### [Task statement]
Leave out the pictures and copy everything else in the entries exactly.

>> begin Provided information

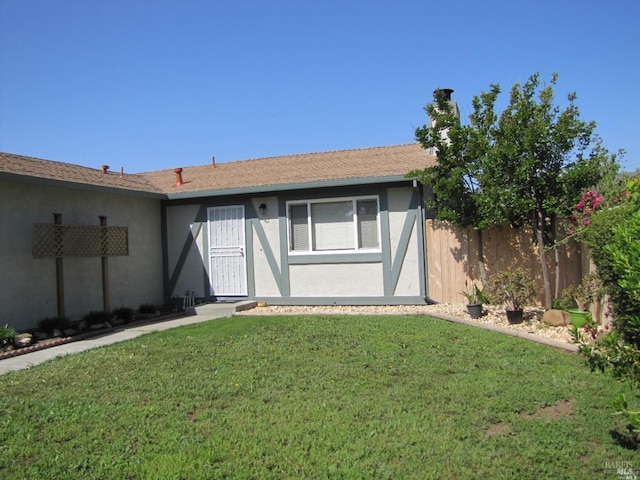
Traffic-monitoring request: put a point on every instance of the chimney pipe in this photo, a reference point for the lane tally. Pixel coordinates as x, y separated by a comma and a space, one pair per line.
178, 176
447, 93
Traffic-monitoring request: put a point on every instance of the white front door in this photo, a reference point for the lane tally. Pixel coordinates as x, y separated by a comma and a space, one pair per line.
227, 260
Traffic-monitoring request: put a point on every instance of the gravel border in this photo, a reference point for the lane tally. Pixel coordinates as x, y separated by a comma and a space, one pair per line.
493, 318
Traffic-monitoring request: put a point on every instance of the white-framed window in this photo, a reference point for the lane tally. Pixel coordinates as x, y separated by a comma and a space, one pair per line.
334, 225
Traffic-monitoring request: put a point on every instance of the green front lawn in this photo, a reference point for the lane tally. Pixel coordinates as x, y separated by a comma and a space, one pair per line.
313, 397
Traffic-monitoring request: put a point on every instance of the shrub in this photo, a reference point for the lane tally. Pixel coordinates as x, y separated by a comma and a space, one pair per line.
7, 336
147, 308
95, 317
612, 234
513, 288
123, 313
49, 324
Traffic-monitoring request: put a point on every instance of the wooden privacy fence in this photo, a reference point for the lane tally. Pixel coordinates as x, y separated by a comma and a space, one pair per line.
453, 255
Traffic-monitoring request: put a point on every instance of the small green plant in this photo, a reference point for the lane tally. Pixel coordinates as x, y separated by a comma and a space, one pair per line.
589, 290
95, 317
147, 308
7, 336
512, 288
473, 293
49, 324
123, 313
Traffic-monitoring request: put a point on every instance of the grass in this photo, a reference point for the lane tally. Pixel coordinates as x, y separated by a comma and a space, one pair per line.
311, 397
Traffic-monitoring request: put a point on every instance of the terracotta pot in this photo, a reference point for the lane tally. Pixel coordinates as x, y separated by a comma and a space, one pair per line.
475, 310
578, 317
514, 316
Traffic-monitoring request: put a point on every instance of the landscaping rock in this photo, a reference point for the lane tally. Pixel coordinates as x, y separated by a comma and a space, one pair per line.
22, 340
556, 318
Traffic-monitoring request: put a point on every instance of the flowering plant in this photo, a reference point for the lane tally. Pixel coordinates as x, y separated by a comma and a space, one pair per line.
472, 292
582, 211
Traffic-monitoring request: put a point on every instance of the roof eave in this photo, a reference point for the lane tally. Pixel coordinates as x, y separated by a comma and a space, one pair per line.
51, 182
340, 182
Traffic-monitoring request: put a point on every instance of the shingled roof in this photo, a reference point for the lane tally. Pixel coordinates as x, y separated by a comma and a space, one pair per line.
297, 171
263, 174
33, 169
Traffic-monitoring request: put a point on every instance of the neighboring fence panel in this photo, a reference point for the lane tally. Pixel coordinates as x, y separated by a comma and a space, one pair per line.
453, 256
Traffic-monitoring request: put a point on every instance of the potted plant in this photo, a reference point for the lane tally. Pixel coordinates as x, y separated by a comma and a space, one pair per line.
514, 289
473, 294
589, 290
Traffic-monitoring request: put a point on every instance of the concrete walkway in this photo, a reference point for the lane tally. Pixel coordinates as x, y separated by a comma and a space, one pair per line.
203, 313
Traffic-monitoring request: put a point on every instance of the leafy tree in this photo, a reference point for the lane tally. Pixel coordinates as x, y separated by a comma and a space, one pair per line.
527, 167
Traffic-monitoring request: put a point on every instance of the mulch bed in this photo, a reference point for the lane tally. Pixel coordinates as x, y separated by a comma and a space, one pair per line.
54, 342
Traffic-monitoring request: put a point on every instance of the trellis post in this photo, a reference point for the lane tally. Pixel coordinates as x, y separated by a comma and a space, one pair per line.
57, 219
106, 297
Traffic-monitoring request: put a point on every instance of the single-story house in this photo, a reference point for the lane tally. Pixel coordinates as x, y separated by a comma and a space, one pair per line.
341, 227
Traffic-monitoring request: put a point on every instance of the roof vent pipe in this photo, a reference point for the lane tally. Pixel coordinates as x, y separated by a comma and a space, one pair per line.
178, 177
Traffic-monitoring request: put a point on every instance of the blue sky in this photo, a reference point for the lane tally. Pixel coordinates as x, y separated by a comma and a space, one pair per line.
153, 84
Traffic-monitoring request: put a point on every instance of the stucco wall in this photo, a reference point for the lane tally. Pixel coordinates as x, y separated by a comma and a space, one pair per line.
187, 228
28, 285
409, 278
266, 283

>> end Provided information

### [Output of the exercise]
Traffic-monitoring request: put a point on every instance of the chimney pipe in this photo, a reference point for the lane tally. Pixel coordinates as x, y separated by a comma and a space, one pair per line.
178, 176
447, 93
Traffic-monitoring request: put a point on every instance of the white front door in this photo, a reference point for the lane tally. Pixel coordinates as x, y separated by a comma and a space, one pair per line.
227, 260
Traffic-monitoring request: put a point on every instance of the gravel border in this photo, a reference point for the lane tally. Pixel coordinates as x, y separated by a comma and a space, one pair per line.
493, 318
Traffic-monitoring request: put a point on every instance of the white-framed window in this photo, a reference point for the lane tally. Pixel coordinates as x, y separated by a comma and a space, one pair per line.
334, 225
Traffic-monitoring request: put a point on every instance of the green front lawn in this photo, a reference point for the lane tally. Pixel coordinates as x, y separated by a comma and a space, one pair per line.
313, 397
Traffic-monitoring request: put a point on every instance of the shrub in this photo, a reference point for the lane tally. Pixel coordinates as x, y separated by a comma and a space, one pair per line.
7, 336
147, 308
95, 317
612, 234
513, 288
123, 313
49, 324
Traffic-monitoring request: put a point on every instance of the wooden privacy fence in this photo, a reference point for the lane tally. Pixel coordinates as x, y separated by a comma and a space, one pair per line.
453, 255
Traffic-monitoring request: put a point on every instance of the small green plant in this photo, a reference point for the lane tally. Pixel coordinates as x, y separated by a comma and a space, one pair per line.
589, 290
95, 317
147, 308
7, 336
512, 288
473, 293
49, 324
123, 313
Traffic-monitoring request: put a point on every instance of the grass in this photo, a reference point for the lane tally. Pixel coordinates as x, y separated by a comma and a space, one pair per line.
311, 397
Traffic-monitoring request: put a point on every instance of the terracotta pot in this photo, a reference point for the lane tally. Pixel coordinates as x, y separated by a comma and a space, one pair per line.
475, 310
578, 317
514, 316
Traffic-monitoring request: put a point on every instance of the landscaping rock in this photo, a reference point for the lane tally. Pixel coordinates as x, y separated by a comma and a space, one pair per line.
22, 340
556, 318
Traffic-monitoring request: put a point on every instance of the flowering plant in this photo, a reference point for the lane tally. Pixel coordinates as x, y separated by a comma and a space, one pair per line.
472, 292
582, 211
Traffic-monitoring request: put a point on every instance of the roof eave in this photo, a reference point for the lane tally. Pixel coordinates as x, y separated by a comma and a space, one pair per line.
51, 182
340, 182
Traffic-monitoring request: put a point on every instance of the shingled roof in this photo, a reference point for the lane tally. Pixel coordinates as x, y separated by a comma and a space, one pair per line.
297, 171
263, 174
33, 169
Traffic-monitoring request: put a point on every instance of the neighboring fence panel in this photo, a reference point for the lane tally. Pixel coordinates as x, y separated by a comma and a space, one pair per line.
453, 256
Traffic-monitoring request: put a point on every instance of the potted plant in this photo, a reference point for the lane tally. Pixel coordinates as x, y separated by a comma and a space, one pair per line.
514, 289
473, 294
589, 290
Traffic-monitoring request: put a point on every instance of the concrete walkway in this photo, a reference point for the lane tally. Pixel coordinates as x, y separated by a comma and a space, one pair per line.
203, 313
Traffic-monitoring request: put a point on every instance of the leafy tree in this photo, a reference point for the lane tally. Pixel coordinates as x, y separated by a comma and a space, one pair per line.
527, 167
Traffic-monitoring request: put a point on every instance of the mulch bed in this photo, a reference point for the lane tally. Pixel coordinates as x, y separated by a comma and a space, one pair per line.
54, 342
Traffic-monitoring request: put a point on every instance of the trellis post in this photo, a reference point for the lane tally. Pixel coordinates as x, y separated by a comma and a space, one pair per line.
57, 219
106, 297
Traffic-monitoring request: put a point on every instance of the single-story house in this photo, a reference point for the lane tally. Pixel coordinates as x, y separated by a comma and a space, one pair per line.
341, 227
Traffic-monitoring request: put a point on every instance of the roof vent pipe in this photo, a reference point for the lane tally. Pixel coordinates as x, y separated by a comma and a space, one pair per line.
178, 177
Traffic-monitoring request: put a point on every instance of the blue sky in this photo, a reference point for the lane tally. Pixel coordinates as x, y separated by a comma and a space, one pair per line.
153, 84
Traffic-monitoring request: put a point on every instance of the stucco wall in this photo, a reference point for the lane tally. Pixel coordinates as x, y separated by a comma and a space, one pair per line.
187, 228
28, 285
409, 278
266, 283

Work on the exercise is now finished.